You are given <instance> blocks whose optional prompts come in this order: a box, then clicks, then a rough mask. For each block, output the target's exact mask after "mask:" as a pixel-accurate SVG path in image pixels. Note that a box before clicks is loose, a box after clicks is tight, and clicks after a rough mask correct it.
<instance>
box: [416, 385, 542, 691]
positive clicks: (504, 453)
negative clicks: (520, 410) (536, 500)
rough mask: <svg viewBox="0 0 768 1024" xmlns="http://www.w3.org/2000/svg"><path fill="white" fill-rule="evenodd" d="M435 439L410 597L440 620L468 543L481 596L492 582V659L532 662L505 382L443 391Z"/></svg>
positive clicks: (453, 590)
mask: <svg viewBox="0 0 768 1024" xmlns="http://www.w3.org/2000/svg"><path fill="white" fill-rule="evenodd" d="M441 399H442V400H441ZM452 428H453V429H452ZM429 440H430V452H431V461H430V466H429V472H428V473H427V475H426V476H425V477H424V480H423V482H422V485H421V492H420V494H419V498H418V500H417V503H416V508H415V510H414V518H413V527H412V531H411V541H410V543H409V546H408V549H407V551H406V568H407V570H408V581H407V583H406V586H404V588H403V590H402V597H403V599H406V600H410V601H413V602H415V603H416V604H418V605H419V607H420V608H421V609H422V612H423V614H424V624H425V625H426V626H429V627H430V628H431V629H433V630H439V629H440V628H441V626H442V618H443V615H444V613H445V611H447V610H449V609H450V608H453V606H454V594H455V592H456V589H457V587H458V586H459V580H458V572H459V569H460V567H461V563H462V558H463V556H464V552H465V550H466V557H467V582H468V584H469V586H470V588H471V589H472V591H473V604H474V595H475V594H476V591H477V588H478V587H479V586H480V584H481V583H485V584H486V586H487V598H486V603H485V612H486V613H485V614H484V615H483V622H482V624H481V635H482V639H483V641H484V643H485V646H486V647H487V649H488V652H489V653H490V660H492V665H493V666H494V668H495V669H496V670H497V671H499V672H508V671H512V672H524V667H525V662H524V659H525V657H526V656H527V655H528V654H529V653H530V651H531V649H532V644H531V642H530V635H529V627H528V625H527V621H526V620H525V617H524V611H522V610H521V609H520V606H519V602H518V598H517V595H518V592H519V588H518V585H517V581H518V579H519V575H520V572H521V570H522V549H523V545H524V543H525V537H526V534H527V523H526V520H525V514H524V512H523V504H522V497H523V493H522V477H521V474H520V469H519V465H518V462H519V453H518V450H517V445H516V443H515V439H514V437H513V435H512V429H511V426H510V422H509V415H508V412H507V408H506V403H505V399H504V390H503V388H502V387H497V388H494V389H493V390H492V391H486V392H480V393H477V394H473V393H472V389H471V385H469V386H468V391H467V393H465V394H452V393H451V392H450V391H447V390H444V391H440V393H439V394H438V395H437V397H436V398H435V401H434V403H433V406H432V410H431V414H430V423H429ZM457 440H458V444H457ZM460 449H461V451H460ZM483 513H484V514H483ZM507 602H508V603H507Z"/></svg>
◇ ◇ ◇ ◇ ◇ ◇ ◇
Output every line of the listing above again, unchanged and character for character.

• Task output:
You are given <instance> blocks whose optional prompts come in this order: a box, then clicks, then a rough mask. For each block, output the target's exact mask after "mask:" as a pixel-accurate SVG path in image pixels. Note that a box before clicks is loose, a box after clicks is tight, and clicks after a rough mask correct it.
<instance>
box: [416, 385, 542, 691]
positive clicks: (504, 453)
negative clicks: (520, 410) (536, 500)
rough mask: <svg viewBox="0 0 768 1024" xmlns="http://www.w3.org/2000/svg"><path fill="white" fill-rule="evenodd" d="M435 439L410 597L440 620L468 543L481 596L492 582V659L532 662L505 382L443 391Z"/></svg>
positive clicks: (453, 590)
mask: <svg viewBox="0 0 768 1024" xmlns="http://www.w3.org/2000/svg"><path fill="white" fill-rule="evenodd" d="M441 399H442V400H441ZM452 428H453V429H452ZM429 440H430V452H431V461H430V466H429V472H428V473H427V475H426V476H425V477H424V480H423V482H422V485H421V492H420V494H419V498H418V500H417V503H416V508H415V510H414V518H413V527H412V531H411V541H410V543H409V546H408V549H407V551H406V568H407V570H408V581H407V583H406V586H404V588H403V590H402V597H403V599H406V600H410V601H413V602H415V603H416V604H418V605H419V607H420V608H421V609H422V612H423V614H424V624H425V625H426V626H429V627H430V628H431V629H433V630H439V629H440V628H441V626H442V618H443V615H444V613H445V611H447V610H449V609H450V608H453V606H454V594H455V592H456V589H457V587H458V586H459V580H458V572H459V569H460V567H461V563H462V558H463V556H464V552H465V550H466V557H467V582H468V584H469V586H470V588H471V589H472V591H473V604H474V595H475V594H476V591H477V588H478V587H479V586H480V584H481V583H485V584H486V586H487V598H486V603H485V612H486V613H485V614H484V615H483V622H482V624H481V635H482V639H483V641H484V643H485V646H486V647H487V649H488V652H489V653H490V660H492V665H493V666H494V668H495V669H496V670H497V671H499V672H508V671H512V672H524V667H525V662H524V659H525V657H526V656H527V655H528V654H529V653H530V651H531V649H532V644H531V642H530V635H529V627H528V625H527V621H526V620H525V617H524V611H522V610H521V609H520V606H519V602H518V598H517V595H518V592H519V588H518V585H517V581H518V579H519V575H520V572H521V570H522V549H523V545H524V543H525V537H526V534H527V523H526V520H525V514H524V512H523V504H522V497H523V493H522V477H521V474H520V469H519V465H518V462H519V453H518V450H517V445H516V443H515V439H514V437H513V435H512V429H511V426H510V422H509V415H508V412H507V408H506V403H505V399H504V390H503V388H502V387H497V388H494V389H493V390H492V391H486V392H480V393H477V394H473V393H472V389H471V385H469V386H468V391H467V393H465V394H452V393H451V392H450V391H447V390H444V391H440V393H439V394H438V395H437V397H436V398H435V401H434V403H433V406H432V410H431V414H430V423H429ZM457 440H458V444H457ZM460 449H461V451H460ZM483 513H484V514H483ZM507 602H508V603H507Z"/></svg>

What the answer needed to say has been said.